> _What is expected_: Repeat, character for character, the stretch of the records below from the line containing "outline --target=keyboard key" through the line containing "[[[122,105],[105,105],[105,110],[108,116],[125,117],[126,116]]]", both lines included.

** Start of Excerpted records **

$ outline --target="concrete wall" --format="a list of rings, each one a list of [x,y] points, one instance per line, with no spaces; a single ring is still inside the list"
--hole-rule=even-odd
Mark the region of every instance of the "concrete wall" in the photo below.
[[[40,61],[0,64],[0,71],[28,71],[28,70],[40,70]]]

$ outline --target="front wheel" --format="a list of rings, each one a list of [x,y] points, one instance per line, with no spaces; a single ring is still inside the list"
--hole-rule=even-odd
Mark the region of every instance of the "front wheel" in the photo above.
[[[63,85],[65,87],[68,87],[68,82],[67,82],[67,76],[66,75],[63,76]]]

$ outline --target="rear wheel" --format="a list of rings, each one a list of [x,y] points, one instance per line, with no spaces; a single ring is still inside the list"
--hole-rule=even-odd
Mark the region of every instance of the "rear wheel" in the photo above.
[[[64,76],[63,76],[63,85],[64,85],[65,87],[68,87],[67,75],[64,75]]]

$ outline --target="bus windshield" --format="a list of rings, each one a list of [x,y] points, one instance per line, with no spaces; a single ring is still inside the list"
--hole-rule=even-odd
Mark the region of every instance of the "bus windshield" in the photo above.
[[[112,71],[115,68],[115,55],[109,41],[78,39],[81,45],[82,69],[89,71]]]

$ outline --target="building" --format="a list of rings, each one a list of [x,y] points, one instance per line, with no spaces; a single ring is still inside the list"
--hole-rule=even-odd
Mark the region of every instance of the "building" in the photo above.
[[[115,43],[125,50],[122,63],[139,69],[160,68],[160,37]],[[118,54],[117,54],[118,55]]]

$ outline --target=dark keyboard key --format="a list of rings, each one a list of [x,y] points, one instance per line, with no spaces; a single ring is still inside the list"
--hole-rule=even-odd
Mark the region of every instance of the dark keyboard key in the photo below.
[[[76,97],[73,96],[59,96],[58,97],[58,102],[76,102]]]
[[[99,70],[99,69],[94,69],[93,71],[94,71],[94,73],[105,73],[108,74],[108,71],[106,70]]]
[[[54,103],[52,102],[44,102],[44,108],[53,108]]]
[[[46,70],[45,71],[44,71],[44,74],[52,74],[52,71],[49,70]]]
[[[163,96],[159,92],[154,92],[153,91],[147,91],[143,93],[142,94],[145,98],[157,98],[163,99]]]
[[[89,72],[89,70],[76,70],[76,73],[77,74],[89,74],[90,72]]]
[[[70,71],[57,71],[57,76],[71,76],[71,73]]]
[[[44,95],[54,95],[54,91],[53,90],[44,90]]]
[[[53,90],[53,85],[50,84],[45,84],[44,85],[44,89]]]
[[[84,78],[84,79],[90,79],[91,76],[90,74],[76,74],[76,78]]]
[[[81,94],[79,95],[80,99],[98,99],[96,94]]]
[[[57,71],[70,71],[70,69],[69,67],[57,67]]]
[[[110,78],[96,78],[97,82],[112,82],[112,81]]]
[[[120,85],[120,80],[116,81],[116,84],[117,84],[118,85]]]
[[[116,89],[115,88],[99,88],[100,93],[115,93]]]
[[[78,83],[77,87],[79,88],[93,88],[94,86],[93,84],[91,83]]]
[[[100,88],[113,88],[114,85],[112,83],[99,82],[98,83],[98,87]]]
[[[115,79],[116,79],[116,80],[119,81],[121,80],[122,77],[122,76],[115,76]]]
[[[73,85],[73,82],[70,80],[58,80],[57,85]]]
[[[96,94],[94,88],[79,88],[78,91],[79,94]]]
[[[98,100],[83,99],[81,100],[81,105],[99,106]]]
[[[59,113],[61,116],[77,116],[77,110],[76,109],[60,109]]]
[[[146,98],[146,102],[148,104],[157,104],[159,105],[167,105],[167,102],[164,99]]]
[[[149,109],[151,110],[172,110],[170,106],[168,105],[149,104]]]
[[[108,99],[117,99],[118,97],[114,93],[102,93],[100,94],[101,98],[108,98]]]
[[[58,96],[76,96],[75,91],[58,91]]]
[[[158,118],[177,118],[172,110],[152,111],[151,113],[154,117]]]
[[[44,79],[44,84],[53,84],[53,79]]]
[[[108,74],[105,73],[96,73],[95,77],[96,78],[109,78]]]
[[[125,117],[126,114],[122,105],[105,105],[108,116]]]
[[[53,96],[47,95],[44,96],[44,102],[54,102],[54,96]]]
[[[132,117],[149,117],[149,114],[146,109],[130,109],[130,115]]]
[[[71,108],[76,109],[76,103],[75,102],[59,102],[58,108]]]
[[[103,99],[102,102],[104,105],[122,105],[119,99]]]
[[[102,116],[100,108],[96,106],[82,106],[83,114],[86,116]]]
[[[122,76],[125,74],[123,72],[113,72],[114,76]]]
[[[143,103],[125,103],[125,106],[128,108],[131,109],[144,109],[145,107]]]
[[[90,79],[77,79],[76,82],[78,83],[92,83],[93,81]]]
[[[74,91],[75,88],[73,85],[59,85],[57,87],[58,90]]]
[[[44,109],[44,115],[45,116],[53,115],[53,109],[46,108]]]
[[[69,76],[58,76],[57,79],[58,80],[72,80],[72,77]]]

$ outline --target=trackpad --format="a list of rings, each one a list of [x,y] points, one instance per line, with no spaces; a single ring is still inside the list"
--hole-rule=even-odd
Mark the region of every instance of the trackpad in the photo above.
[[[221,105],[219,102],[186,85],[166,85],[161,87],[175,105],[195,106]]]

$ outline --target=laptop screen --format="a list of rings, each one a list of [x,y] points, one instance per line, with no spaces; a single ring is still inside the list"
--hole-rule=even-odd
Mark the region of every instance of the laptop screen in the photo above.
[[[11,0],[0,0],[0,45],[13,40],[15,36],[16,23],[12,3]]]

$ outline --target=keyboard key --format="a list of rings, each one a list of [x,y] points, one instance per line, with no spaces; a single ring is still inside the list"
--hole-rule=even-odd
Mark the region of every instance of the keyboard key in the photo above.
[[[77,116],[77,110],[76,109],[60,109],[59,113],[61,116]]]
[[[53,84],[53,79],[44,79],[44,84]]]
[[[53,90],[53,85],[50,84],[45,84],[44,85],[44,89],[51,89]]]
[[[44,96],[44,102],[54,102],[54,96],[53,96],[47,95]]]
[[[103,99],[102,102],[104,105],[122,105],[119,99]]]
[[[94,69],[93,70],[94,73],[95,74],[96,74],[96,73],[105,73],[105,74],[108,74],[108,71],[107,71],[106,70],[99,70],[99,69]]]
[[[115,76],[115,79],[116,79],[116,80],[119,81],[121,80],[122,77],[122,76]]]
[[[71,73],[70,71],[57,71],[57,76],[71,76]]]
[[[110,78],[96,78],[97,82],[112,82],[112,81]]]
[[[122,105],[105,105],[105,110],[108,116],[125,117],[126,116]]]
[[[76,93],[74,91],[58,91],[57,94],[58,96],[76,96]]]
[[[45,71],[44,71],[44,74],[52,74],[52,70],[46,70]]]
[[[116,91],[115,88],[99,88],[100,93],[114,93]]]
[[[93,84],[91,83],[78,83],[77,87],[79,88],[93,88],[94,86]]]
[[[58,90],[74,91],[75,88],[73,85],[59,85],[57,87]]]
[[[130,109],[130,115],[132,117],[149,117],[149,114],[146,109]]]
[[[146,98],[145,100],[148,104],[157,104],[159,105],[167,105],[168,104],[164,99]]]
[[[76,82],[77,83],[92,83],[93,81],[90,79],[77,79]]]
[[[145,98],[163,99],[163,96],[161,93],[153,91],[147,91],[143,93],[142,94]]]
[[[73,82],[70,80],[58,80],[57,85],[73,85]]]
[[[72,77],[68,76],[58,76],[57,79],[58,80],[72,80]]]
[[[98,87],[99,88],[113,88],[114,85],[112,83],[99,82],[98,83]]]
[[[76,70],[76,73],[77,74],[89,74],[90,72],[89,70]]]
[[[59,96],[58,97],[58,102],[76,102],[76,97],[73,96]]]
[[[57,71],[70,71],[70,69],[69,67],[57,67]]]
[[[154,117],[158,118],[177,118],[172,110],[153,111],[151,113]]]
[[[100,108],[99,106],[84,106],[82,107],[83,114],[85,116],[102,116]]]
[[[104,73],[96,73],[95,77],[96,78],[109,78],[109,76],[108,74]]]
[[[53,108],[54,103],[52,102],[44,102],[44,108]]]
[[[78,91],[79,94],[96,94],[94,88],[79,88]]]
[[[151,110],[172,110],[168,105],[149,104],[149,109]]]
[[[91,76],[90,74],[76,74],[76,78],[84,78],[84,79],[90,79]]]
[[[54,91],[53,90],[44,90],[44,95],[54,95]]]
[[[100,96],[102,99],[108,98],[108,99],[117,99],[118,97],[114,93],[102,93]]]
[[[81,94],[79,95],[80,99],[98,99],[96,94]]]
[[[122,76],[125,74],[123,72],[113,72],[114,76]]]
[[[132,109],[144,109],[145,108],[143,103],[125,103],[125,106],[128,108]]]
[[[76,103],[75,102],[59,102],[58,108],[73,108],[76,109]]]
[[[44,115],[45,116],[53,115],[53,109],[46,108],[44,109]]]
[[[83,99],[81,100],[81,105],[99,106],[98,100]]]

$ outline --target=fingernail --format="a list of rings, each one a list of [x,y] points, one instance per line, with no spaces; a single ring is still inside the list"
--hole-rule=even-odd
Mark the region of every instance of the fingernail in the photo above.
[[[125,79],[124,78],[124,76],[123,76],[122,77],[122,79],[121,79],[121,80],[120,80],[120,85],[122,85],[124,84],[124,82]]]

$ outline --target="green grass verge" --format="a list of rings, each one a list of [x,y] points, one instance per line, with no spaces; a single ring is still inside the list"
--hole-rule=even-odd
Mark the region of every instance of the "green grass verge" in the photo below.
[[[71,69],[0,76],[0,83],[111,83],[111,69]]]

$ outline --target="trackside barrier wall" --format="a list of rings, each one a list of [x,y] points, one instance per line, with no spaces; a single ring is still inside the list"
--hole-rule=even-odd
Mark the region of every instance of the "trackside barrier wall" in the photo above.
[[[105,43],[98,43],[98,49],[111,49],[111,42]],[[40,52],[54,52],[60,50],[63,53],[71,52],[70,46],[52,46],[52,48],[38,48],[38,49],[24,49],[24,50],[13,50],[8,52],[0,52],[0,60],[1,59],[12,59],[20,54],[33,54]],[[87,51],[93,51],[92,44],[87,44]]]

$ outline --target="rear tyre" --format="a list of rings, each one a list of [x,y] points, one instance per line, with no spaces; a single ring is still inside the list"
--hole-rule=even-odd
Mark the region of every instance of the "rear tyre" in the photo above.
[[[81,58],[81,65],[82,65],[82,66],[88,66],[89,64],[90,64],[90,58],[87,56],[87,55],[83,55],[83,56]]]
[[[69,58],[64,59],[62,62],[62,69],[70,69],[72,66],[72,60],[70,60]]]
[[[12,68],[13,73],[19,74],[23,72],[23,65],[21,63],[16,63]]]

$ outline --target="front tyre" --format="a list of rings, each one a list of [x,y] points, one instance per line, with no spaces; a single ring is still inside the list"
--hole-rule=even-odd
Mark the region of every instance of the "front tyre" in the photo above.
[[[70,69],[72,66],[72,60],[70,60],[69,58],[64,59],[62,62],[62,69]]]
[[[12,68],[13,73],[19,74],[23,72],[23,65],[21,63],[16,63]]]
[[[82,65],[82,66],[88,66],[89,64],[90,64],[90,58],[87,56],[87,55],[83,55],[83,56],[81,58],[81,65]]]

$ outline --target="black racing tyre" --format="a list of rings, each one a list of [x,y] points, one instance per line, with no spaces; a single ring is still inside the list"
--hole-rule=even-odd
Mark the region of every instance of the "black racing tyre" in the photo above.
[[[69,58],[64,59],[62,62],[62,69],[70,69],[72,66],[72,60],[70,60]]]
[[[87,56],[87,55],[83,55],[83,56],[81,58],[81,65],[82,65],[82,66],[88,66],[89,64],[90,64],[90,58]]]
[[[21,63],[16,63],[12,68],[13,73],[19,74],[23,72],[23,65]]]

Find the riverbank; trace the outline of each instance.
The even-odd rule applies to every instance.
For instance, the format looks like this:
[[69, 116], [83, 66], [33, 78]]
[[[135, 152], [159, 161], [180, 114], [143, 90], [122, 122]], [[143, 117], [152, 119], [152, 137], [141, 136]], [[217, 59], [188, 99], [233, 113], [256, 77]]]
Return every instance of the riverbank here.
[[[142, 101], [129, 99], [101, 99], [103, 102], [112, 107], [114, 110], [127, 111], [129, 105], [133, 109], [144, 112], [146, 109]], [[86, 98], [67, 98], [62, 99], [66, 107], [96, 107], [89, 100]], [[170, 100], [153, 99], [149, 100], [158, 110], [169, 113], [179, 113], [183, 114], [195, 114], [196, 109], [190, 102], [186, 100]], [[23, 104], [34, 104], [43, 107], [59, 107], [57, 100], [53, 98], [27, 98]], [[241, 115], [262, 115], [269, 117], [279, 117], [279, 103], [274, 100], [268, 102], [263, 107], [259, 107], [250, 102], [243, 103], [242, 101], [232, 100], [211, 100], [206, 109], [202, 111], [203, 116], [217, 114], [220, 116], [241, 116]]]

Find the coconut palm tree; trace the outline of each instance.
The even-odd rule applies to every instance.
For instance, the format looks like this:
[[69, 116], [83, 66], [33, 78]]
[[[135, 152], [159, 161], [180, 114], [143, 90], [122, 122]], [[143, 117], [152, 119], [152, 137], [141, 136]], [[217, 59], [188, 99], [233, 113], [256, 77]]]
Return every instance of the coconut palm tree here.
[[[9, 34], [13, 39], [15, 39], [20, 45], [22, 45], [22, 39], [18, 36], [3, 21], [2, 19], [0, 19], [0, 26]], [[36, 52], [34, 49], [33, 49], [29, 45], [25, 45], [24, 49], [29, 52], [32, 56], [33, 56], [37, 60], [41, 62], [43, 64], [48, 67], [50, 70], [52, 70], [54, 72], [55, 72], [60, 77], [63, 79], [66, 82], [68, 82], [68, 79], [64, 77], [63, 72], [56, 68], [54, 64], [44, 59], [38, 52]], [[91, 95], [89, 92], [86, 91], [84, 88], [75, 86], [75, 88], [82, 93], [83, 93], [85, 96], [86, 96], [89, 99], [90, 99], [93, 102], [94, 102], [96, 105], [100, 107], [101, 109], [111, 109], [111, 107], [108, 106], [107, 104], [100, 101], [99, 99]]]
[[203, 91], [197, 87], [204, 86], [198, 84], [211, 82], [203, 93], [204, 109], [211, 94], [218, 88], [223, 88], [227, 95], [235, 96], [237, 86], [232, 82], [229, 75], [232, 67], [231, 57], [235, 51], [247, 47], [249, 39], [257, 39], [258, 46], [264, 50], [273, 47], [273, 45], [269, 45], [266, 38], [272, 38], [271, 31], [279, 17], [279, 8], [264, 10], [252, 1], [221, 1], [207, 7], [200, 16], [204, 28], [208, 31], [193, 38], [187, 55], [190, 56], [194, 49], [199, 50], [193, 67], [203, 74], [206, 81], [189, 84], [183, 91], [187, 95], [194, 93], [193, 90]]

** End of Excerpted records **

> _Answer below_:
$ outline --target=keyboard key --format="a list of rings, each one a list of [x,y] points, one instance per line, with no spaces; a single ring is still inside the list"
--hole-rule=even-odd
Mark the region of every instance of the keyboard key in the photo above.
[[[77,116],[77,110],[76,109],[60,109],[59,113],[61,116]]]
[[[53,84],[53,79],[44,79],[44,84]]]
[[[53,90],[53,85],[50,84],[45,84],[44,85],[44,89],[51,89]]]
[[[44,96],[44,102],[54,102],[54,96],[53,96],[47,95]]]
[[[103,99],[102,102],[104,105],[122,105],[119,99]]]
[[[94,69],[93,70],[94,73],[95,74],[96,74],[96,73],[105,73],[105,74],[108,74],[108,71],[107,71],[106,70],[99,70],[99,69]]]
[[[115,76],[115,79],[116,79],[116,80],[119,81],[121,80],[122,77],[122,76]]]
[[[71,73],[70,71],[57,71],[57,76],[71,76]]]
[[[110,78],[96,78],[97,82],[112,82],[112,81]]]
[[[122,105],[105,105],[105,110],[108,116],[125,117],[126,116]]]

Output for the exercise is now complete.